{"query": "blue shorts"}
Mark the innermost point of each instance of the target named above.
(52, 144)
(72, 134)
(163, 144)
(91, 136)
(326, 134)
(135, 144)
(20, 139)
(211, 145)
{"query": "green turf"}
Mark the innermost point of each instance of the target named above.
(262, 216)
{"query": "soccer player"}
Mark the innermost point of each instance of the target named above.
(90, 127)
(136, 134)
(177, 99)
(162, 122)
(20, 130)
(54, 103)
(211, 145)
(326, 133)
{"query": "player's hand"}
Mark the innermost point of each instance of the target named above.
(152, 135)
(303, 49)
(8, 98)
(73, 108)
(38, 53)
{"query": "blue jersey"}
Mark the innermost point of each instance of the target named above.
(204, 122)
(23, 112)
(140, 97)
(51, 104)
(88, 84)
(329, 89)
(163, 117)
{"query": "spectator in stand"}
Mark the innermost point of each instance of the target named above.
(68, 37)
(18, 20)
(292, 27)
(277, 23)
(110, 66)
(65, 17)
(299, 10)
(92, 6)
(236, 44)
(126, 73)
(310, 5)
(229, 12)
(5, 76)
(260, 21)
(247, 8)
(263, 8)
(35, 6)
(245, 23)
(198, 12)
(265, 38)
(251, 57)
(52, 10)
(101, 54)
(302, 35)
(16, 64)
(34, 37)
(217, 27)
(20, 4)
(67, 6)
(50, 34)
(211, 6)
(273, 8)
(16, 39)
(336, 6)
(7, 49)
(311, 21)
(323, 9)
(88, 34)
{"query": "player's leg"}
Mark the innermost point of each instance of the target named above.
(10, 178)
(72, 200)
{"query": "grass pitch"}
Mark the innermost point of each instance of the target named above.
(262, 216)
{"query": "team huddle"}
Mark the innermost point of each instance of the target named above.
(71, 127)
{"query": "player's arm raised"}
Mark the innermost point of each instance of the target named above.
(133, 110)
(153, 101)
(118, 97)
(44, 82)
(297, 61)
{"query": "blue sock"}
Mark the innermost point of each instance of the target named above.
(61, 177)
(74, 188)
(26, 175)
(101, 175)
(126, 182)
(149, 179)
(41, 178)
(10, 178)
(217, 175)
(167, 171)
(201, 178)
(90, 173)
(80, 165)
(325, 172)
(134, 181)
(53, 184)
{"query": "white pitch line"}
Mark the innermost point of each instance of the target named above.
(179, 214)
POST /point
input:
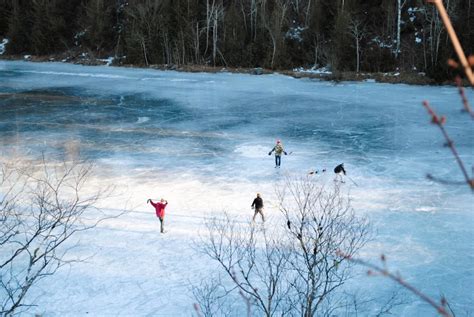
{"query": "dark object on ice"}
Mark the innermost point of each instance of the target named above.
(258, 71)
(340, 168)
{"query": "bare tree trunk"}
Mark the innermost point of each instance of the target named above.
(400, 6)
(142, 40)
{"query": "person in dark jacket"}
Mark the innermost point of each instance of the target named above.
(339, 170)
(258, 206)
(278, 149)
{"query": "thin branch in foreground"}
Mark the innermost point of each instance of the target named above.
(383, 271)
(454, 39)
(440, 121)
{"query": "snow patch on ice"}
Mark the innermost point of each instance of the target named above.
(252, 151)
(108, 61)
(326, 70)
(143, 119)
(75, 74)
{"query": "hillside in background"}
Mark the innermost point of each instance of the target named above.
(382, 36)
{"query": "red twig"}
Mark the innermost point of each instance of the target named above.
(440, 121)
(197, 309)
(373, 269)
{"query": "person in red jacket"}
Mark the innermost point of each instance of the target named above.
(160, 210)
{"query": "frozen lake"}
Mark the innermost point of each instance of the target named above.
(202, 141)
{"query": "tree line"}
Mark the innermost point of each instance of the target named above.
(347, 35)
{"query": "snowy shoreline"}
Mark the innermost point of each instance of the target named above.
(394, 77)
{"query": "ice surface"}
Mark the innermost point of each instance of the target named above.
(202, 140)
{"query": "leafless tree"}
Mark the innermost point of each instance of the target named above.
(41, 208)
(400, 5)
(358, 32)
(212, 298)
(320, 221)
(253, 258)
(293, 268)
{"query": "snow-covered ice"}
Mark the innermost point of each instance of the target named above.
(201, 141)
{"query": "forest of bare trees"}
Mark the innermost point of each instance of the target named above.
(347, 35)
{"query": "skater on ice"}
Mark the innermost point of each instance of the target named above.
(160, 211)
(278, 149)
(339, 170)
(258, 206)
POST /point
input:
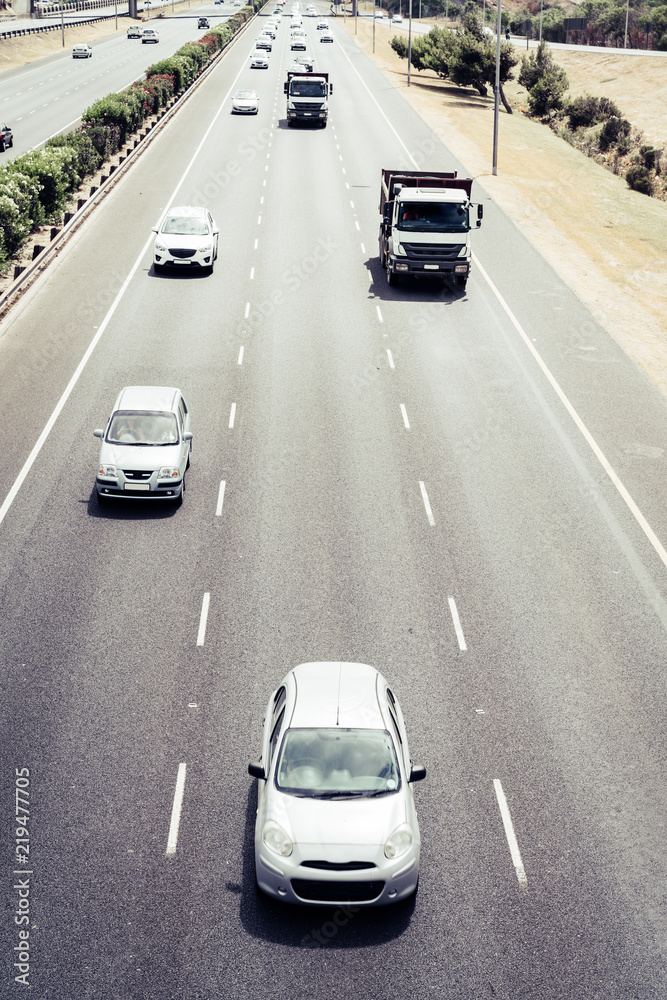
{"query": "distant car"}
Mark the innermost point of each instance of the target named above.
(245, 102)
(6, 138)
(336, 820)
(186, 238)
(145, 447)
(306, 63)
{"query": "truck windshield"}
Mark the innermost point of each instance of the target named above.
(309, 88)
(434, 217)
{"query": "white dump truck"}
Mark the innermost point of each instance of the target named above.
(426, 218)
(308, 97)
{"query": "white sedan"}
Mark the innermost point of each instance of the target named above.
(336, 821)
(245, 102)
(186, 239)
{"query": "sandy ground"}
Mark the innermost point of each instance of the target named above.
(608, 243)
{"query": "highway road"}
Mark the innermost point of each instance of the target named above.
(48, 97)
(465, 490)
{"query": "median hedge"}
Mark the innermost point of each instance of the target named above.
(36, 187)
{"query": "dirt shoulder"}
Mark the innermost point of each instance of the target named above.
(609, 244)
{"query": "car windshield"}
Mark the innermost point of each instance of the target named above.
(437, 217)
(185, 225)
(150, 427)
(337, 763)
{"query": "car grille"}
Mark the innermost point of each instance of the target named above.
(137, 474)
(338, 866)
(431, 252)
(182, 254)
(337, 892)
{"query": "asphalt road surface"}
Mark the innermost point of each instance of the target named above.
(465, 490)
(47, 97)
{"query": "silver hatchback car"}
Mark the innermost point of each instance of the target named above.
(145, 448)
(336, 820)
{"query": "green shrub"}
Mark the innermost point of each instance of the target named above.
(87, 157)
(639, 179)
(613, 132)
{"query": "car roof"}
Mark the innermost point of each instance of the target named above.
(332, 694)
(147, 397)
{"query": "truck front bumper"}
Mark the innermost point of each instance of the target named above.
(459, 268)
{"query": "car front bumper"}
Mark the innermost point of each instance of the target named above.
(295, 883)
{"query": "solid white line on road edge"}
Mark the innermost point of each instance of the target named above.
(172, 839)
(221, 498)
(457, 623)
(590, 440)
(632, 506)
(510, 834)
(429, 512)
(203, 618)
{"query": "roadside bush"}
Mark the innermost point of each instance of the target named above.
(87, 157)
(55, 170)
(20, 208)
(613, 132)
(639, 179)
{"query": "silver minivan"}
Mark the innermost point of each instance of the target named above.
(146, 446)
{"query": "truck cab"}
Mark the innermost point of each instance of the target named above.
(308, 97)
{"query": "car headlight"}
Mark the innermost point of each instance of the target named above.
(399, 842)
(276, 839)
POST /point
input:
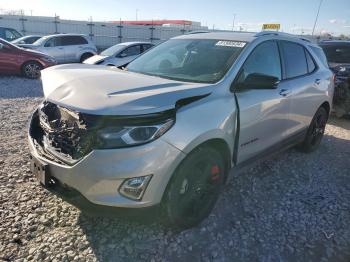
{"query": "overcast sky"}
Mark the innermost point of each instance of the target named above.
(293, 15)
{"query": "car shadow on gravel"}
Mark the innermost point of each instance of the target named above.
(16, 87)
(272, 210)
(343, 122)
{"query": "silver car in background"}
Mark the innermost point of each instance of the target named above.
(120, 54)
(28, 39)
(168, 129)
(65, 48)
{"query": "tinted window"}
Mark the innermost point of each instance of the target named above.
(52, 42)
(294, 59)
(310, 62)
(145, 47)
(264, 60)
(133, 50)
(338, 53)
(9, 35)
(31, 40)
(73, 40)
(320, 54)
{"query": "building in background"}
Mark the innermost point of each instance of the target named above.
(187, 24)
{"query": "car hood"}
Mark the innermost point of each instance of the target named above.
(95, 59)
(110, 91)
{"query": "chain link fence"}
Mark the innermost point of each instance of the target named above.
(103, 34)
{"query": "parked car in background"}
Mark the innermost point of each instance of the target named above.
(9, 34)
(16, 60)
(120, 54)
(28, 39)
(338, 56)
(65, 48)
(167, 134)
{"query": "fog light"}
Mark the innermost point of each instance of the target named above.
(135, 187)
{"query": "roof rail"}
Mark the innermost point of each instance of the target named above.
(263, 33)
(197, 32)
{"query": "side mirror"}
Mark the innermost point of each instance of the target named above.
(258, 81)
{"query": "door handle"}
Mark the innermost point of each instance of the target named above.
(285, 92)
(318, 81)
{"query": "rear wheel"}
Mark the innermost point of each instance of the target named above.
(194, 188)
(85, 56)
(31, 69)
(315, 132)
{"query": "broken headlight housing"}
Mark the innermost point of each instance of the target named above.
(116, 137)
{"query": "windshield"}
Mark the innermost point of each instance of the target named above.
(337, 53)
(113, 50)
(41, 40)
(190, 60)
(2, 41)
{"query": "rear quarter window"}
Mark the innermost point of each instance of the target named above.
(310, 62)
(320, 54)
(294, 59)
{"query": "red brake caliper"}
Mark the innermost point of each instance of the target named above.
(215, 173)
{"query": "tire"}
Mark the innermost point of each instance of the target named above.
(194, 188)
(315, 132)
(31, 69)
(85, 56)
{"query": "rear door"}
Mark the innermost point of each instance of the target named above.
(264, 112)
(301, 74)
(53, 47)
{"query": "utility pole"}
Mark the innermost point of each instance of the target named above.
(318, 12)
(233, 22)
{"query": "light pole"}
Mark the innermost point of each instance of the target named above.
(233, 22)
(318, 12)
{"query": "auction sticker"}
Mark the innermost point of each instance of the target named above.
(230, 43)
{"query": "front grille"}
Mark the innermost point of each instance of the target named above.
(62, 133)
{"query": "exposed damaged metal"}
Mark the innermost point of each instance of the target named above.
(65, 136)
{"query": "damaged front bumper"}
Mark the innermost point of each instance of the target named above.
(98, 174)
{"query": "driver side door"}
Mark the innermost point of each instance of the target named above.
(264, 109)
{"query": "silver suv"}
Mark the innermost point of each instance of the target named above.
(65, 48)
(167, 130)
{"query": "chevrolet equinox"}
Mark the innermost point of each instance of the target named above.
(167, 129)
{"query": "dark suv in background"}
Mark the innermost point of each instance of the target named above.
(9, 34)
(338, 56)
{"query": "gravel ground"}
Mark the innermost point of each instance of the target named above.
(293, 207)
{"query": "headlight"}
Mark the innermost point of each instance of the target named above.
(135, 187)
(48, 59)
(115, 137)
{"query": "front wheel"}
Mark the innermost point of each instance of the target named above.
(194, 188)
(31, 69)
(315, 132)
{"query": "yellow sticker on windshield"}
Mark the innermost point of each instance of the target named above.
(230, 43)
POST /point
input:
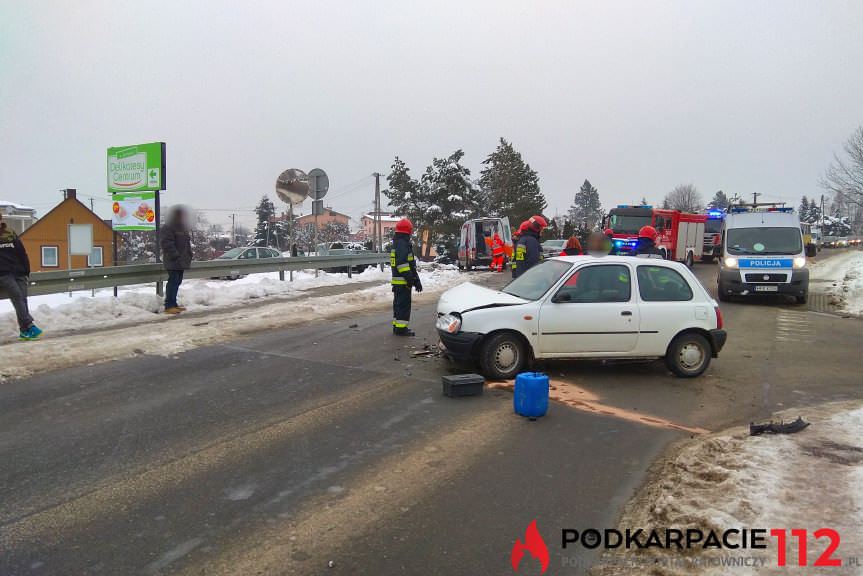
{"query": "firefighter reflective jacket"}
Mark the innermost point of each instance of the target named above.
(528, 253)
(402, 261)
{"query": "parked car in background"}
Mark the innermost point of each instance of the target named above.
(246, 253)
(584, 307)
(552, 248)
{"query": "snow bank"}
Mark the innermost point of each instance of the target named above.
(841, 277)
(139, 303)
(168, 335)
(809, 480)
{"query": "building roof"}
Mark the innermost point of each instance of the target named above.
(42, 221)
(17, 206)
(384, 217)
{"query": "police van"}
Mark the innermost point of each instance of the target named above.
(763, 253)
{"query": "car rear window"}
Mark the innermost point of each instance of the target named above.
(661, 284)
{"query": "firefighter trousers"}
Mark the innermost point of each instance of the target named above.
(401, 308)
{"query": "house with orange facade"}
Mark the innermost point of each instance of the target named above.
(47, 240)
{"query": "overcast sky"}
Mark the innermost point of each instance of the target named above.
(635, 96)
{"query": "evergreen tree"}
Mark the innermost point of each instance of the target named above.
(586, 210)
(510, 185)
(440, 201)
(265, 211)
(720, 200)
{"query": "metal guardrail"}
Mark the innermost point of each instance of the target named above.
(59, 281)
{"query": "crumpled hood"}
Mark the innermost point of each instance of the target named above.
(469, 296)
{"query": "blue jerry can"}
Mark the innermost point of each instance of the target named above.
(531, 394)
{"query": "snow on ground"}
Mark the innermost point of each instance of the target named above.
(841, 277)
(139, 303)
(809, 480)
(225, 317)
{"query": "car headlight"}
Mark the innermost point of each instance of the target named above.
(449, 323)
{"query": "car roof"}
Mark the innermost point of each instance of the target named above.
(617, 259)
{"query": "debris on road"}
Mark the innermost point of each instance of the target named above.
(462, 385)
(778, 428)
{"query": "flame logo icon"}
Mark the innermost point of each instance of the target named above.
(534, 544)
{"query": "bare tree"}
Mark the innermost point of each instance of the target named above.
(844, 176)
(684, 198)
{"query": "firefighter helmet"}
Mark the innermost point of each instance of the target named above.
(404, 226)
(536, 224)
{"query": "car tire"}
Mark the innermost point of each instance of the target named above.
(688, 355)
(503, 356)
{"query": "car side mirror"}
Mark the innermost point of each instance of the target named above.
(562, 297)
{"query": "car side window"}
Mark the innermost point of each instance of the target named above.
(661, 284)
(600, 283)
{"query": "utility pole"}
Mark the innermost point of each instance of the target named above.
(378, 227)
(755, 196)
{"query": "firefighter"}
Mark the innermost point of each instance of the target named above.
(497, 254)
(528, 253)
(405, 277)
(516, 236)
(647, 243)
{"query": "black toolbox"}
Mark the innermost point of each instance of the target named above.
(463, 385)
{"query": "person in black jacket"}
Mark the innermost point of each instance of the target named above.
(528, 252)
(647, 243)
(176, 247)
(405, 277)
(14, 273)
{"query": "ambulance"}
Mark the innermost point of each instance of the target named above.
(763, 253)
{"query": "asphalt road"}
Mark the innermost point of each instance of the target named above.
(330, 442)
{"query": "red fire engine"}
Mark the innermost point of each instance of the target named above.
(680, 236)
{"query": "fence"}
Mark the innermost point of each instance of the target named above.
(111, 276)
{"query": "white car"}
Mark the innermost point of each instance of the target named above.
(584, 307)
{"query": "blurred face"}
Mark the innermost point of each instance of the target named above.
(598, 245)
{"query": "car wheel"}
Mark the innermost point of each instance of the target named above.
(688, 355)
(503, 356)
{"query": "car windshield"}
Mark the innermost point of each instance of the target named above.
(764, 241)
(713, 225)
(232, 253)
(535, 282)
(627, 223)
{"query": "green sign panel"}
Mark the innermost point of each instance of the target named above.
(136, 168)
(134, 211)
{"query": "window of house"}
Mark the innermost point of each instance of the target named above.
(49, 257)
(94, 259)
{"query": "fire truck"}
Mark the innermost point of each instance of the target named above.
(679, 236)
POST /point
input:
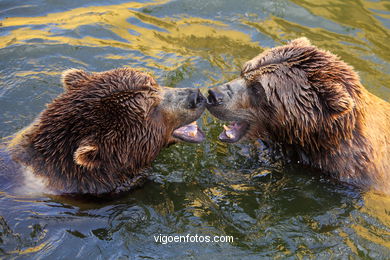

* * * * * * * * *

## SHORT EXERCISE
From the listing above, pull out every line containing the word "gravel" and copy each one unchanged. Case counts.

## RIGHT ANSWER
{"query": "car shadow on gravel"}
{"query": "gravel ground"}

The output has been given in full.